[[ Page excerpt, beginning ]]

Che noted that OpenAI’s CEO, Sam Altman, has said that in an ideal world the pursuit of artificial general intelligence (AGI) should be a government project. OpenAI attempted to receive government funding early on, but was not able to do so. Regardless, Che noted that OpenAI’s position is that government should be involved in the development of AI. Industry should not be the only place where decisions on things of such magnitude are made. Technology companies do not usually ask for regulation, Che pointed out, yet OpenAI has called for that. Now we are seeing the results of these efforts, including through the AI Executive Order in the United States, as well as the AI Act in the EU.
Che emphasized that OpenAI’s goal is not to sell the most pictures or text, but to build AI. This requires the involvement of many groups.
Justin asked how OpenAI did red-teaming in light of government concerns. Che explained that OpenAI hires people to try to break its models. It works to train models to reject bad requests and accept good requests. This is a hard line to draw and requires thinking about hard distinctions. Che explained that red-teaming is a shared task involving other companies as well. The goal is to have a model that can be flexible to respond to user requests while supporting regulatory goals. It will be a constant balance.

[[ Page excerpt, end ]]
[[ Data under study, beginning ]]

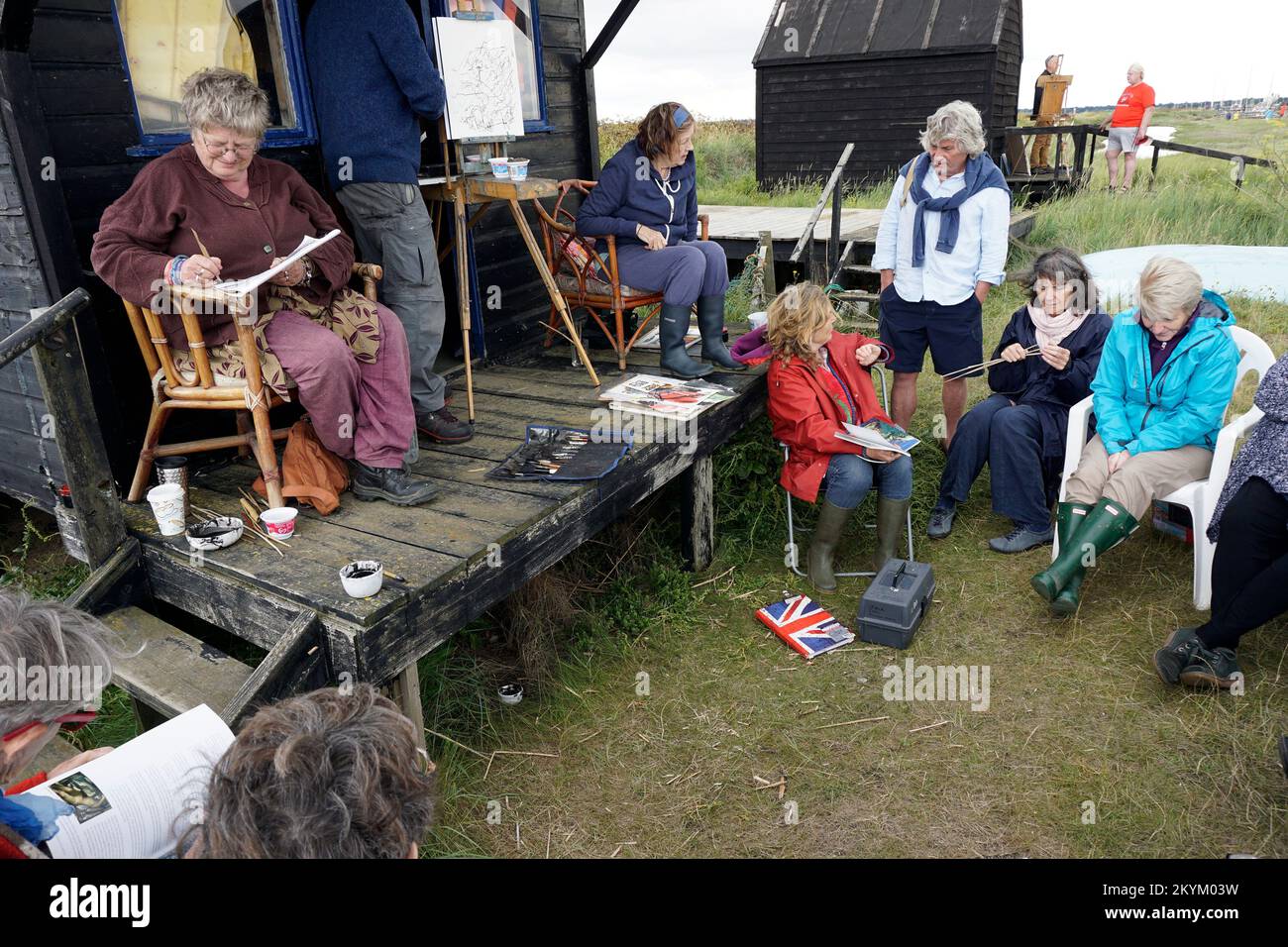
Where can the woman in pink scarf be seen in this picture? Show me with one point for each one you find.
(1019, 431)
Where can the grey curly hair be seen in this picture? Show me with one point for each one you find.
(326, 775)
(72, 652)
(226, 98)
(961, 123)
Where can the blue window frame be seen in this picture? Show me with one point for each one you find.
(163, 43)
(524, 18)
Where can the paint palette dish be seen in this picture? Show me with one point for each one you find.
(219, 532)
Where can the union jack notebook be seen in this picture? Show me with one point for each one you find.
(805, 625)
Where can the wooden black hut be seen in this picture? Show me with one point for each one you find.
(870, 71)
(89, 93)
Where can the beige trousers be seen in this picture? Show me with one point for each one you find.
(1137, 482)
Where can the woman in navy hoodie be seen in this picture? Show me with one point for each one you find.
(647, 197)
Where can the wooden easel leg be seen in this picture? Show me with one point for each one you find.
(552, 289)
(156, 424)
(697, 514)
(404, 690)
(463, 292)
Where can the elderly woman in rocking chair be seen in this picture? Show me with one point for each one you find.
(347, 356)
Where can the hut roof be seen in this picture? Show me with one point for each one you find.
(858, 29)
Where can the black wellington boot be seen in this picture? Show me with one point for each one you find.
(711, 325)
(673, 326)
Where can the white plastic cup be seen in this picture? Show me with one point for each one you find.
(167, 500)
(279, 522)
(365, 585)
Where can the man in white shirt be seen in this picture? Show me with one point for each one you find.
(940, 249)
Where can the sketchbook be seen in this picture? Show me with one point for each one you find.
(881, 436)
(137, 800)
(240, 287)
(481, 77)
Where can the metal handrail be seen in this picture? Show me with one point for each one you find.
(44, 325)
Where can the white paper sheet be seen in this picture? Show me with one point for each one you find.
(134, 801)
(253, 282)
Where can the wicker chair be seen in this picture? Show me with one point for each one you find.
(205, 389)
(590, 281)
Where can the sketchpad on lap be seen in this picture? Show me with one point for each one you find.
(591, 460)
(1253, 270)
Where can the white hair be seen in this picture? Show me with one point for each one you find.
(226, 98)
(958, 121)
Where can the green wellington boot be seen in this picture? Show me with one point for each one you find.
(1068, 519)
(1107, 525)
(892, 521)
(822, 548)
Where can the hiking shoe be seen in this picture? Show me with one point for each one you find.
(1021, 539)
(940, 522)
(390, 483)
(445, 427)
(1171, 659)
(1216, 668)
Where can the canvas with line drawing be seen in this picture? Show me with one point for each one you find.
(481, 75)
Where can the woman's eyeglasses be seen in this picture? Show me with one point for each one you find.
(220, 149)
(69, 723)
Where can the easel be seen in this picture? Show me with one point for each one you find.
(473, 183)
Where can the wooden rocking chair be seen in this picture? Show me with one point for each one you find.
(588, 279)
(204, 389)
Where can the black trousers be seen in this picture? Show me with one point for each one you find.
(1249, 571)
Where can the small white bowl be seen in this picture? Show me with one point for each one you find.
(362, 586)
(230, 530)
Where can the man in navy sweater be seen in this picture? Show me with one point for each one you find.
(373, 81)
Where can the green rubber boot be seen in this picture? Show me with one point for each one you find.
(1104, 527)
(892, 521)
(1068, 519)
(822, 548)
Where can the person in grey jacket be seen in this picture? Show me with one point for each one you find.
(647, 198)
(373, 82)
(1249, 570)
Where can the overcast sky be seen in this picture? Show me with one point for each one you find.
(698, 52)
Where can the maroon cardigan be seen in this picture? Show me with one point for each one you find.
(175, 195)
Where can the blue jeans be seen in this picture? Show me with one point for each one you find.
(1009, 438)
(849, 478)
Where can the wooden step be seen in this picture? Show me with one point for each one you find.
(171, 672)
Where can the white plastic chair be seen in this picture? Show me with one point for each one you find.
(1201, 496)
(793, 557)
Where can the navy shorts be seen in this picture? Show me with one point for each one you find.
(954, 334)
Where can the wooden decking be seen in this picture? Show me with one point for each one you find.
(738, 228)
(451, 560)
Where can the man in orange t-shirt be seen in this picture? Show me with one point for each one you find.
(1127, 127)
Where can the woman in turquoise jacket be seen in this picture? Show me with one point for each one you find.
(1166, 375)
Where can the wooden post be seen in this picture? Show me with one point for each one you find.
(60, 371)
(697, 514)
(807, 236)
(767, 240)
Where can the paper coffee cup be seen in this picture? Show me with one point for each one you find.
(166, 502)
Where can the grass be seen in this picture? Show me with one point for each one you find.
(662, 698)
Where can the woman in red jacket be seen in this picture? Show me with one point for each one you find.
(819, 379)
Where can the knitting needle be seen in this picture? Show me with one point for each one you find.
(952, 376)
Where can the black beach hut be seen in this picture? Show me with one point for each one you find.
(870, 72)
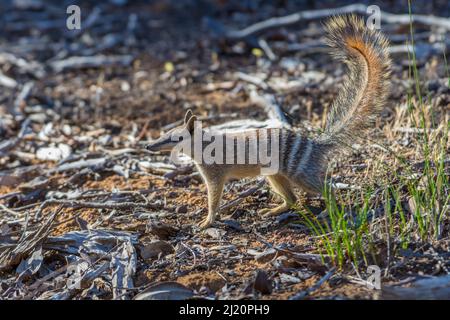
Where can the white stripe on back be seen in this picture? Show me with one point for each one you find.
(305, 157)
(293, 153)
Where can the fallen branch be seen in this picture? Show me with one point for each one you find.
(323, 13)
(91, 62)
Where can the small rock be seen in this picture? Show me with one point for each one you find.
(161, 230)
(266, 256)
(233, 224)
(287, 217)
(215, 233)
(181, 209)
(262, 282)
(156, 248)
(288, 279)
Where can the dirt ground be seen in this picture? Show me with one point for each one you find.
(180, 62)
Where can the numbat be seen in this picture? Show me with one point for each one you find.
(299, 161)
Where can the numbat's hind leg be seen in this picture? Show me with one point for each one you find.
(283, 188)
(215, 189)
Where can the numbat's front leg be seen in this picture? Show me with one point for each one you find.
(283, 188)
(215, 188)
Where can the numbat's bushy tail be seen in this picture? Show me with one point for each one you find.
(299, 160)
(366, 87)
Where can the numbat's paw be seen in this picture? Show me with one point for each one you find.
(273, 212)
(206, 223)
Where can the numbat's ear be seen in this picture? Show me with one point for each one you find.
(188, 115)
(190, 123)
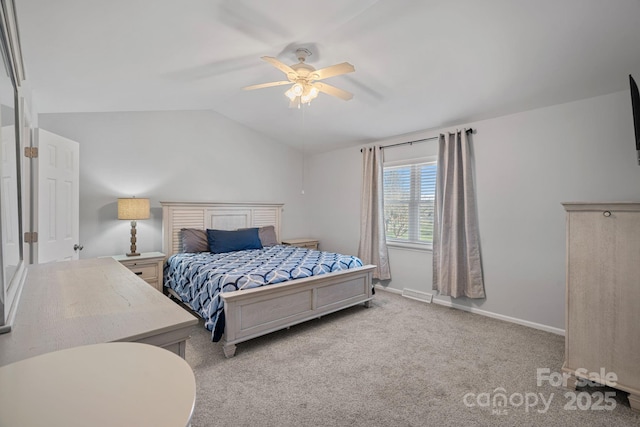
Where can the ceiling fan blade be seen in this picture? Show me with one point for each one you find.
(333, 91)
(280, 66)
(334, 70)
(263, 85)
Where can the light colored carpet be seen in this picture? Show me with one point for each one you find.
(399, 363)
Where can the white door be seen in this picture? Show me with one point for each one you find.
(58, 201)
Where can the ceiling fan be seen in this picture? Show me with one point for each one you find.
(304, 79)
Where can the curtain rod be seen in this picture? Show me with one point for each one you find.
(471, 130)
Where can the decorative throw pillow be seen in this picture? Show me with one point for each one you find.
(268, 236)
(194, 240)
(238, 240)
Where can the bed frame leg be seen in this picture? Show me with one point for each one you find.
(229, 350)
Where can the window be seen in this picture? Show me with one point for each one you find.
(409, 199)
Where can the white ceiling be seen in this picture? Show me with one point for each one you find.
(420, 64)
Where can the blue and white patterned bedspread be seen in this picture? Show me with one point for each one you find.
(198, 278)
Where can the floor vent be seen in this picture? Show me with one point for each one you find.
(417, 295)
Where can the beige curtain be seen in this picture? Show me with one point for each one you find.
(373, 243)
(457, 266)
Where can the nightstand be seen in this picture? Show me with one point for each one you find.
(302, 243)
(148, 266)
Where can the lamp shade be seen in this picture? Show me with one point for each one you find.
(133, 208)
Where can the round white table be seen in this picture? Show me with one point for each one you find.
(110, 384)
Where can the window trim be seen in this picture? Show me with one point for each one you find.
(402, 244)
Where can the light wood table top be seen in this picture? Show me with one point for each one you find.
(109, 384)
(90, 301)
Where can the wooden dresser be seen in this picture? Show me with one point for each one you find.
(91, 301)
(603, 295)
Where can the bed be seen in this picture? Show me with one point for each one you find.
(244, 309)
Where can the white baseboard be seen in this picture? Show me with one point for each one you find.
(473, 310)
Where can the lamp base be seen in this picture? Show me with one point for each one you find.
(133, 250)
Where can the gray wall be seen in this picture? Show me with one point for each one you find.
(526, 165)
(172, 156)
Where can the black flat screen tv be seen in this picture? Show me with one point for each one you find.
(635, 106)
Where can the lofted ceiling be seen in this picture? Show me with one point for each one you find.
(419, 64)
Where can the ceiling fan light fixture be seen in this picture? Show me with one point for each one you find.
(298, 89)
(289, 94)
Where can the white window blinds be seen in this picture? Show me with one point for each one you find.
(409, 197)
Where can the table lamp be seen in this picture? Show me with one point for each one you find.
(133, 209)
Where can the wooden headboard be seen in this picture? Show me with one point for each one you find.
(221, 216)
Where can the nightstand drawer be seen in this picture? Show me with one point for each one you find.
(147, 266)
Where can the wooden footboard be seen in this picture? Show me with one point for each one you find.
(254, 312)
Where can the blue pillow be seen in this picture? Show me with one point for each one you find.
(238, 240)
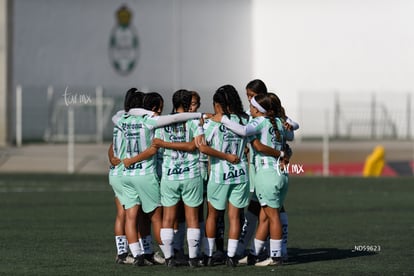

[[ Data under study, end ]]

* Exercise instructions:
• a. In the page excerpt, what did OpenAI try to obtain early on but fail to get?
• b. Name every person mentioned by name in the page excerpt.
• c. Reproduce the page excerpt from "Justin asked how" up to and including "a constant balance.".

* Answers to the exercise:
• a. Government funding.

• b. Che, Sam Altman, Justin

• c.
Justin asked how OpenAI did red-teaming in light of government concerns. Che explained that OpenAI hires people to try to break its models. It works to train models to reject bad requests and accept good requests. This is a hard line to draw and requires thinking about hard distinctions. Che explained that red-teaming is a shared task involving other companies as well. The goal is to have a model that can be flexible to respond to user requests while supporting regulatory goals. It will be a constant balance.